• _Goal of the exercise_: Retype all of the entries precisely.

^^^^^^^^^^^^^^^^

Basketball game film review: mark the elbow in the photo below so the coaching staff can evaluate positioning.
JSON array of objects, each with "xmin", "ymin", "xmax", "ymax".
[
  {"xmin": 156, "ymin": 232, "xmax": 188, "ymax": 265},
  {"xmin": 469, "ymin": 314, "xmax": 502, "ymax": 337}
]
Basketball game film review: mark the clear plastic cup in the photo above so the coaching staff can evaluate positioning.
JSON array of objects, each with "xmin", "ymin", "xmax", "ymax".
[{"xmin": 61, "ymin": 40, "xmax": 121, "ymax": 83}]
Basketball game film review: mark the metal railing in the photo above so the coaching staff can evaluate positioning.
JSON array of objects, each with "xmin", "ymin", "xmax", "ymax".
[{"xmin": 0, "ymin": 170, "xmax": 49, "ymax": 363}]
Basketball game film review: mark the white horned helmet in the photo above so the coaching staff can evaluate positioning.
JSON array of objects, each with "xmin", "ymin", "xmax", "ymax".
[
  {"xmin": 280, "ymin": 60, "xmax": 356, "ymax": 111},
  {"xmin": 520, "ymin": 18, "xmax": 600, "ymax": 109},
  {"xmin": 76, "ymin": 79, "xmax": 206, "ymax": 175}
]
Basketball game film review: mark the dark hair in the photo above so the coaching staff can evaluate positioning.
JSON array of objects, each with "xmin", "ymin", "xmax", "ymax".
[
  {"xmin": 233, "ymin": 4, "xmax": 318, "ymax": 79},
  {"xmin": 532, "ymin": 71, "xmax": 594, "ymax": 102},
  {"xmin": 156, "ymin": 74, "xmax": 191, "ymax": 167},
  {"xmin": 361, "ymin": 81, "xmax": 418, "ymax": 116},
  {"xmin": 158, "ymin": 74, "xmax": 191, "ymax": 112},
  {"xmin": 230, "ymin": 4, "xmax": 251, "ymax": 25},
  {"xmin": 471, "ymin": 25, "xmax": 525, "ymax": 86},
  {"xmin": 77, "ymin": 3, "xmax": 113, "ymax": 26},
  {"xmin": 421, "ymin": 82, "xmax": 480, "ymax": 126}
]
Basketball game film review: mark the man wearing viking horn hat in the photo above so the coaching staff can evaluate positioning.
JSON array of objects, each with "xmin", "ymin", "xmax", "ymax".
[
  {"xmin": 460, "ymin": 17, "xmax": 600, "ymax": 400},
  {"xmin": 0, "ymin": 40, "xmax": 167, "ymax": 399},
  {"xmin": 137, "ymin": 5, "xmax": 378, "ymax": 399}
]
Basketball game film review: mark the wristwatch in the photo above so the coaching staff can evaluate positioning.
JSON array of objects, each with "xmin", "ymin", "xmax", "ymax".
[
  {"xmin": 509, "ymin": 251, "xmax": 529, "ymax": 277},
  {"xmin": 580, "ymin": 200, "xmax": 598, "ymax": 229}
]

^^^^^^^^^^^^^^^^

• _Your response_:
Basketball game film review: mark the elbow in the photo below so the coaching staff can evaluate positioning.
JSON array of objects, each with "xmin", "ymin", "xmax", "ymax".
[
  {"xmin": 156, "ymin": 232, "xmax": 188, "ymax": 265},
  {"xmin": 469, "ymin": 314, "xmax": 502, "ymax": 337}
]
Basketball game film review: mark the clear plastic cup in the photo above so the coaching staff can evaluate positioning.
JSON array of objects, each with "xmin", "ymin", "xmax", "ymax".
[{"xmin": 61, "ymin": 40, "xmax": 121, "ymax": 83}]
Basketball game film review: mark the metal railing in the photo above so the coaching staff can evaluate positioning.
JSON array of objects, each with "xmin", "ymin", "xmax", "ymax".
[{"xmin": 0, "ymin": 170, "xmax": 49, "ymax": 363}]
Basketball game film review: mark the white horned helmet in the photo above so the coaching staff can evaluate positioning.
JSON array of objects, each with "xmin", "ymin", "xmax", "ymax".
[
  {"xmin": 280, "ymin": 60, "xmax": 356, "ymax": 111},
  {"xmin": 520, "ymin": 18, "xmax": 600, "ymax": 109},
  {"xmin": 76, "ymin": 79, "xmax": 206, "ymax": 175}
]
Basketball game film review: mark the dark hair in the photo above so the coaching staff can evaluate positioning.
JSON array of objects, each with "xmin", "ymin", "xmax", "ymax".
[
  {"xmin": 233, "ymin": 4, "xmax": 318, "ymax": 79},
  {"xmin": 532, "ymin": 71, "xmax": 594, "ymax": 102},
  {"xmin": 156, "ymin": 74, "xmax": 191, "ymax": 167},
  {"xmin": 361, "ymin": 81, "xmax": 418, "ymax": 116},
  {"xmin": 158, "ymin": 74, "xmax": 191, "ymax": 112},
  {"xmin": 230, "ymin": 4, "xmax": 251, "ymax": 25},
  {"xmin": 471, "ymin": 25, "xmax": 525, "ymax": 86},
  {"xmin": 77, "ymin": 3, "xmax": 113, "ymax": 26},
  {"xmin": 421, "ymin": 82, "xmax": 480, "ymax": 126}
]
Basketball game film review: mark the man wearing viking horn hat in the photo above so the coaching staff can evaluate positioning.
JSON array of objects, each with "xmin", "ymin", "xmax", "ymax".
[
  {"xmin": 460, "ymin": 17, "xmax": 600, "ymax": 400},
  {"xmin": 0, "ymin": 40, "xmax": 167, "ymax": 399},
  {"xmin": 137, "ymin": 5, "xmax": 378, "ymax": 399}
]
Basketball game film review: mark the wristwatch in the photo above so the coaching staff can evaluate positioning.
JSON array of objects, each with "xmin", "ymin", "xmax", "ymax".
[
  {"xmin": 509, "ymin": 251, "xmax": 529, "ymax": 277},
  {"xmin": 580, "ymin": 200, "xmax": 598, "ymax": 229}
]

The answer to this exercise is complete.